[Data to examine — start]

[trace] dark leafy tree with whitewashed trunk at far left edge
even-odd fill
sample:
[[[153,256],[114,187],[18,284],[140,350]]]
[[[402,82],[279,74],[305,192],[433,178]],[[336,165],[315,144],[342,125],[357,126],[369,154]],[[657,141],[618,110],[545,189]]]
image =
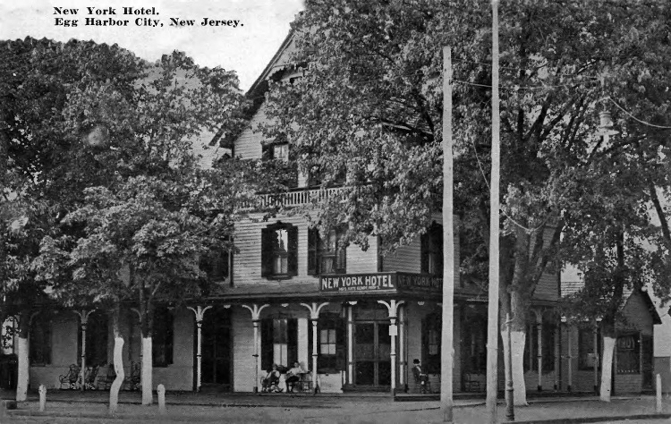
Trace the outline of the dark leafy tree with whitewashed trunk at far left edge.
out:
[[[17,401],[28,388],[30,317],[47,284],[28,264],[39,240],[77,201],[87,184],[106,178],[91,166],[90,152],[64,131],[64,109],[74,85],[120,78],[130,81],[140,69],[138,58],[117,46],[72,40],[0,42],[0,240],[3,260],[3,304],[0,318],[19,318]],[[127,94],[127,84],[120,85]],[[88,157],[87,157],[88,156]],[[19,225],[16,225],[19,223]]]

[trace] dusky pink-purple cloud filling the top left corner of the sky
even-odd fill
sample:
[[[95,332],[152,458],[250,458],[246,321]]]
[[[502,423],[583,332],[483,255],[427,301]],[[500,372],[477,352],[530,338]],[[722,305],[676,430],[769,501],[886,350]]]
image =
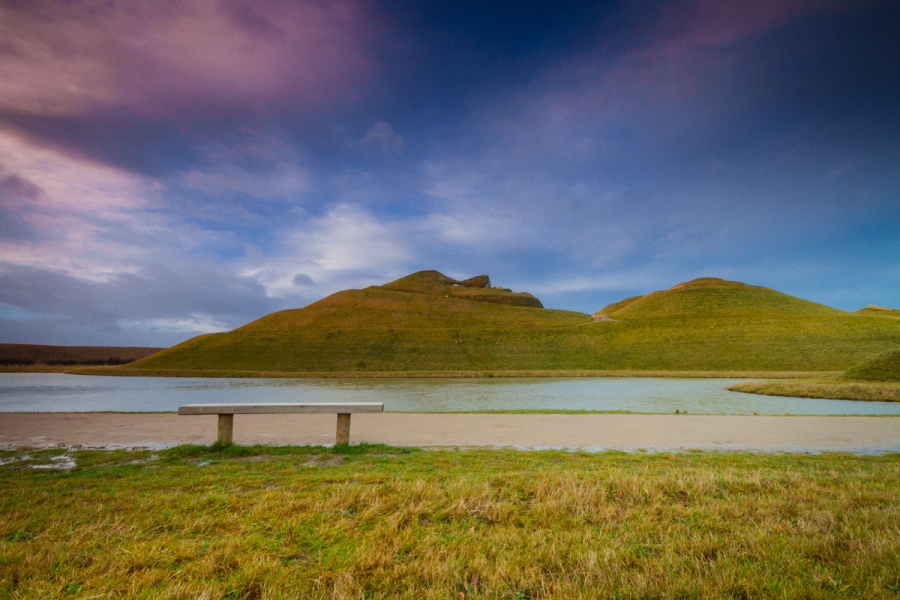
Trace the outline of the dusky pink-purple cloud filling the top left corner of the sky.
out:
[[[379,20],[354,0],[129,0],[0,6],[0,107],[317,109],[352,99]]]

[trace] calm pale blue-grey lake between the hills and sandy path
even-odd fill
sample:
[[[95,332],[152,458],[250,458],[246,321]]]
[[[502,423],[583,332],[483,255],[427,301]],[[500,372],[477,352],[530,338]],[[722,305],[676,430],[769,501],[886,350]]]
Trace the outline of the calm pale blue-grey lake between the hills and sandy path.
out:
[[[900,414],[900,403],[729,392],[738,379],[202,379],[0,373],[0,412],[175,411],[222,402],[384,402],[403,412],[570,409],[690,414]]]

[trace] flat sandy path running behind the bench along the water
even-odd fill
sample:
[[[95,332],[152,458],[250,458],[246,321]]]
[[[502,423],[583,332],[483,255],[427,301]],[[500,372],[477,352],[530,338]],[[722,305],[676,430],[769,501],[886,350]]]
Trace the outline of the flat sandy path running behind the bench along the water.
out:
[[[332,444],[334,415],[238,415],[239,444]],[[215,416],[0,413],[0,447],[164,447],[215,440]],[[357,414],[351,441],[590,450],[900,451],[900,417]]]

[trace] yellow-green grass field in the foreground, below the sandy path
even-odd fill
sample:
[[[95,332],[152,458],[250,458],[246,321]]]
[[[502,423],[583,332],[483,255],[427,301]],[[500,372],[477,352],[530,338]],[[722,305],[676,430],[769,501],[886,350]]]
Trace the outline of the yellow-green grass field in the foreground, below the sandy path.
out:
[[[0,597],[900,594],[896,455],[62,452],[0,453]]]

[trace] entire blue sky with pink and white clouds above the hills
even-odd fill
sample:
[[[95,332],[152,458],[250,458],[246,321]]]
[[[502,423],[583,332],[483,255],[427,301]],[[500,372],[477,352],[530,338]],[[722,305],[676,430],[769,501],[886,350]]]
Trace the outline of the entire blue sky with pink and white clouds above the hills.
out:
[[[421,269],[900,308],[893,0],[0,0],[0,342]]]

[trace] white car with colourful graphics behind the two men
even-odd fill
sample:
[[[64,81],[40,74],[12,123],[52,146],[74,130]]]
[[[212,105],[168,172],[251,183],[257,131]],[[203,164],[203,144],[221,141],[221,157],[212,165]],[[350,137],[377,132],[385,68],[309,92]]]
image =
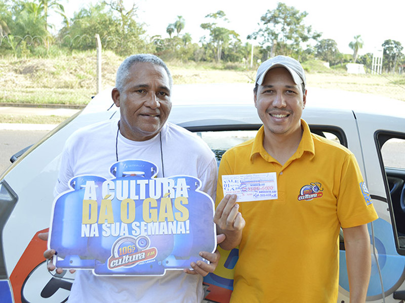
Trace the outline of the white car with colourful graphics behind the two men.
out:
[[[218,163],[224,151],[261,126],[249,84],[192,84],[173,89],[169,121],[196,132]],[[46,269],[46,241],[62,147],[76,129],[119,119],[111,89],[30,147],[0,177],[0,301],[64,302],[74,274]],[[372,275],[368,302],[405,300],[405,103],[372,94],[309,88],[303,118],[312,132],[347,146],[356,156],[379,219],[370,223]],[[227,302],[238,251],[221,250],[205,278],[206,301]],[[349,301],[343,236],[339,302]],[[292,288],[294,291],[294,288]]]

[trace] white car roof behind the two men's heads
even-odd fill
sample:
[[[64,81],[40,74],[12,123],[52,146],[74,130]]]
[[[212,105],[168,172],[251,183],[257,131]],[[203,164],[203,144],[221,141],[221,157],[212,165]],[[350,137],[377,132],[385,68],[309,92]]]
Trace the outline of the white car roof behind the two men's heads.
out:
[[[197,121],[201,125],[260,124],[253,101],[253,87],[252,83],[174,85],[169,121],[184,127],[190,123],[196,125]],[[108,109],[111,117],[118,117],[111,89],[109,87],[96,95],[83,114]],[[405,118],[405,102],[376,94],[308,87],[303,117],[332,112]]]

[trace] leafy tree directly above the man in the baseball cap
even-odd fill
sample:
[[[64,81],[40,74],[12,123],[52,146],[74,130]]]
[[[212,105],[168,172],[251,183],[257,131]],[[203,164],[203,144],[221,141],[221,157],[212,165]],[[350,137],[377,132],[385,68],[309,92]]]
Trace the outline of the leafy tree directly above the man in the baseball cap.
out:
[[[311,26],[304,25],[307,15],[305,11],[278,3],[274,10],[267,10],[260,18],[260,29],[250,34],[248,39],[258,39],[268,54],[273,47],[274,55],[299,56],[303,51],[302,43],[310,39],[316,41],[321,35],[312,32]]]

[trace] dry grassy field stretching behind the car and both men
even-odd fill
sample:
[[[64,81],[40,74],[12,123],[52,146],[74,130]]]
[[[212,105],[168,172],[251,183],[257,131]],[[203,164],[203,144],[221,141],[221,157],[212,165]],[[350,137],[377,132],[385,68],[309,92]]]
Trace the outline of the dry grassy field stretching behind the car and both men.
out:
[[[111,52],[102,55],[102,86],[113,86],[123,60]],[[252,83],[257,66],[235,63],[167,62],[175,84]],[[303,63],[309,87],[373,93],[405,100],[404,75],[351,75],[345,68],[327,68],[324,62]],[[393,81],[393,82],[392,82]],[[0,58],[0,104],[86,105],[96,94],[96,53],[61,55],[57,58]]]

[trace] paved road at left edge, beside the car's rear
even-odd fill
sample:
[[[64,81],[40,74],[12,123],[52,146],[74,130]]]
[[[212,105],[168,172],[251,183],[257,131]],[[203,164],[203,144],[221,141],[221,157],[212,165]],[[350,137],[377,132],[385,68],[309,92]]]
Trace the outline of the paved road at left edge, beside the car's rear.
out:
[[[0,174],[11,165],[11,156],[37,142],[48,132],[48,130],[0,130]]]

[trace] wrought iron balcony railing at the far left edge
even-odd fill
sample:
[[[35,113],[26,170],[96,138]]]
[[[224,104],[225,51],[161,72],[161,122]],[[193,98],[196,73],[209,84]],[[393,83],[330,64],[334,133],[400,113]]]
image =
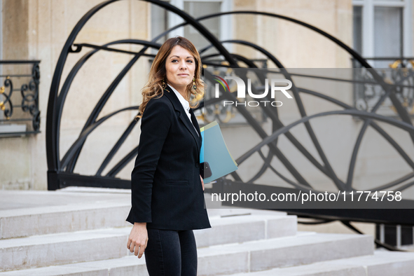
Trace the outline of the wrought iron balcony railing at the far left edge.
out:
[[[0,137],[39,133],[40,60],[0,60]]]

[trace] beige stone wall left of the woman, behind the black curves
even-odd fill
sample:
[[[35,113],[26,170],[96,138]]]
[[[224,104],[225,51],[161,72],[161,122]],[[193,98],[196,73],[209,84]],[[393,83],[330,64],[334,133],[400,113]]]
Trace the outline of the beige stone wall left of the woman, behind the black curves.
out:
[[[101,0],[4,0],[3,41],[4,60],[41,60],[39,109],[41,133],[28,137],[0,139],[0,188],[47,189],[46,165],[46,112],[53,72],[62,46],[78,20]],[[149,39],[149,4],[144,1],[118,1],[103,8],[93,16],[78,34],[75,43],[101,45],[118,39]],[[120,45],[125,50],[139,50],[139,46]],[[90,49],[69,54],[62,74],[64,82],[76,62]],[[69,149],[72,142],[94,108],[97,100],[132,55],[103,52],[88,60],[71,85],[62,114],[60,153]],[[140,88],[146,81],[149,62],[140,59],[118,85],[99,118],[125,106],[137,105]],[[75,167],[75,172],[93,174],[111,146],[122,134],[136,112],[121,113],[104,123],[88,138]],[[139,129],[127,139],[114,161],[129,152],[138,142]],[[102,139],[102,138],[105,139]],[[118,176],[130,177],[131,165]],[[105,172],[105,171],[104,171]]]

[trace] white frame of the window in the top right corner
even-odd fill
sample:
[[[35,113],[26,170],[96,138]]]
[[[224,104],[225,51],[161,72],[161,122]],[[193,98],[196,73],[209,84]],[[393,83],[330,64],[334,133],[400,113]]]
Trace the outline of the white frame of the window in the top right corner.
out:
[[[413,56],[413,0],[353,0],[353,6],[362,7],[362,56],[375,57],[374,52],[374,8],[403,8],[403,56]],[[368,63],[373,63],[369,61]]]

[Data to examine — finish]

• Exercise brief
For the string "beside", work out how many lines of the data contain it; answer with the number alone.

• Written solution
2